▶ _Available data_:

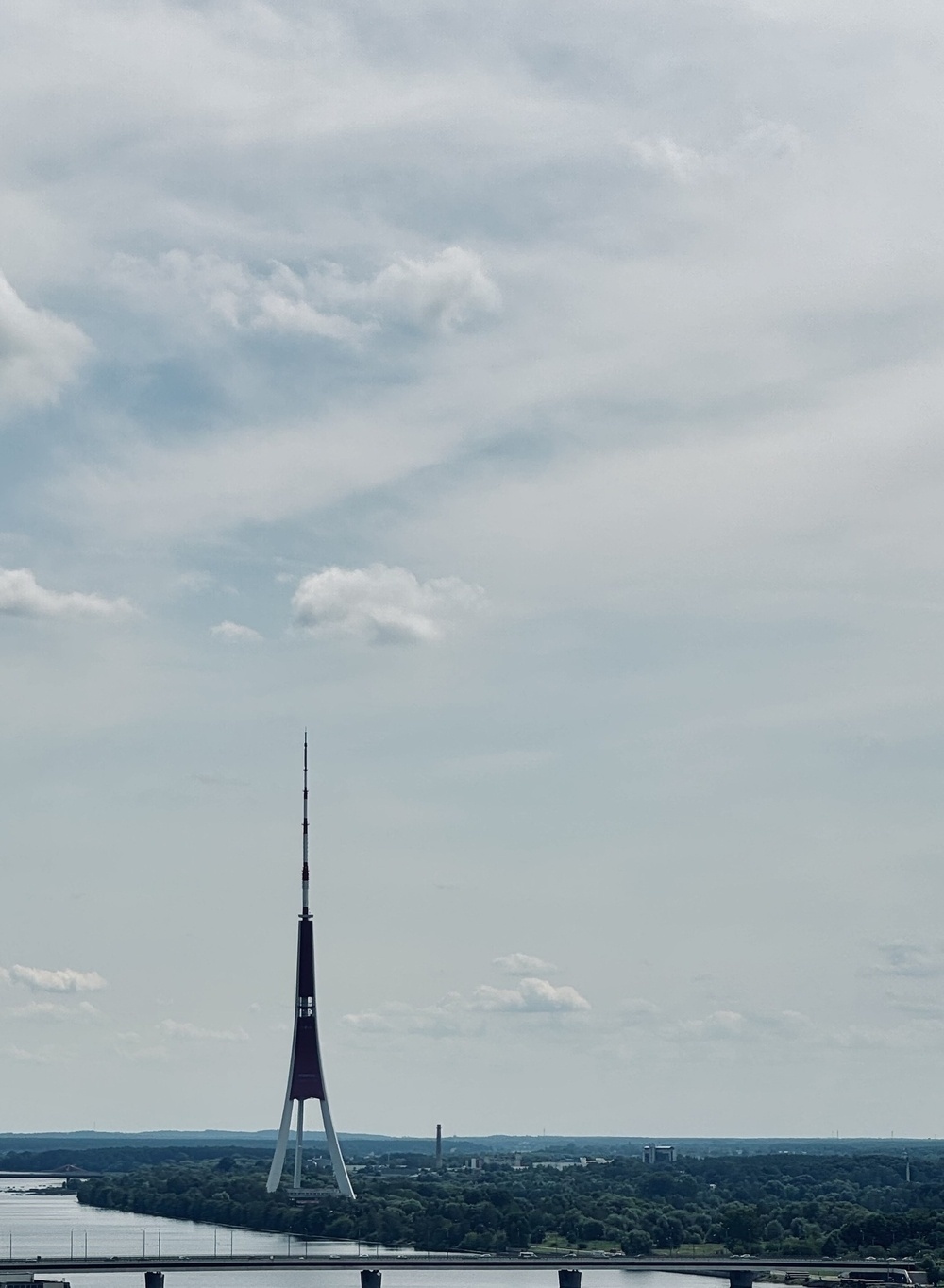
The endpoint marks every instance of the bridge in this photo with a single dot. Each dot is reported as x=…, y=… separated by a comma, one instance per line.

* * *

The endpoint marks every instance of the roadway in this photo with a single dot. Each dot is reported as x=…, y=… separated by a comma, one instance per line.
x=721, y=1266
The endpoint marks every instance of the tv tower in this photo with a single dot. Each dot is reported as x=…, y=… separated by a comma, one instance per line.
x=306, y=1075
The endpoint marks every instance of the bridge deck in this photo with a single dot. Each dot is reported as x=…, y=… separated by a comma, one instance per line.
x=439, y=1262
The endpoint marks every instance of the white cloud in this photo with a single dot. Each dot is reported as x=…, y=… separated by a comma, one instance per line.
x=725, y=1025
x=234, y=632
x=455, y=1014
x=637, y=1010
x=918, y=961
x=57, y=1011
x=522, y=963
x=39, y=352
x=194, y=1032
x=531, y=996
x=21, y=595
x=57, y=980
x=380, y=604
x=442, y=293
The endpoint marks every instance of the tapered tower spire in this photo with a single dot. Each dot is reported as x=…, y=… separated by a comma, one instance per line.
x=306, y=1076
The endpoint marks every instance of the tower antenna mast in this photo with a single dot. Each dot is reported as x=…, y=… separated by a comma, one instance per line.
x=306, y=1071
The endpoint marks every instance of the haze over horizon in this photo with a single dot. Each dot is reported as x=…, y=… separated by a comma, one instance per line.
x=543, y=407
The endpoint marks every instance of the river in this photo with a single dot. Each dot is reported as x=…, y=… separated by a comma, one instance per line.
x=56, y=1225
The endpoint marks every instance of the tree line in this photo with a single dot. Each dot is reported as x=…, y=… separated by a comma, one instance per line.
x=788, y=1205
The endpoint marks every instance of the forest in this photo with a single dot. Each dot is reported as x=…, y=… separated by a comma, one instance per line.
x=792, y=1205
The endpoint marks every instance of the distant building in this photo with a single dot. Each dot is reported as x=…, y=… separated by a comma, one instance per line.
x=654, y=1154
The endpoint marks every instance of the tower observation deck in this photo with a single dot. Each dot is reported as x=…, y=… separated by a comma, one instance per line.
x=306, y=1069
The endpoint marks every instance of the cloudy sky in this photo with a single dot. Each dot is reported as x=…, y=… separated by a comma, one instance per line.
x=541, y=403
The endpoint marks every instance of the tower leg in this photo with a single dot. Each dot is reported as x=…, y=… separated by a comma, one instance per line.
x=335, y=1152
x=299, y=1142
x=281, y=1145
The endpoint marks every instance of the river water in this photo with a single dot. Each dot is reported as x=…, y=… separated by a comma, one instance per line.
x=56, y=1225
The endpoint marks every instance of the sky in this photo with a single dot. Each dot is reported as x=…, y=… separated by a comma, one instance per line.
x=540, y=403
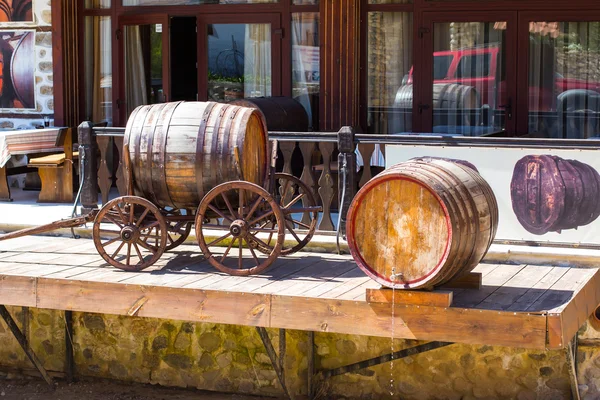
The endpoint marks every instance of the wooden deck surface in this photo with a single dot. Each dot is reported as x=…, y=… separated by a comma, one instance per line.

▶ _Request_:
Change "single dot" to "single point" in the lines starting at the one containing "The endpoint marks every instance of the tower leg" and ending at the one containing "x=281, y=1145". Return only those lines, with nothing else altered.

▶ _Answer for the task_:
The endpoint marks every instance of the tower leg in this photo with a single point. Each dot is reported as x=…, y=… separated by a comma, one instance per line.
x=335, y=1152
x=299, y=1142
x=281, y=1145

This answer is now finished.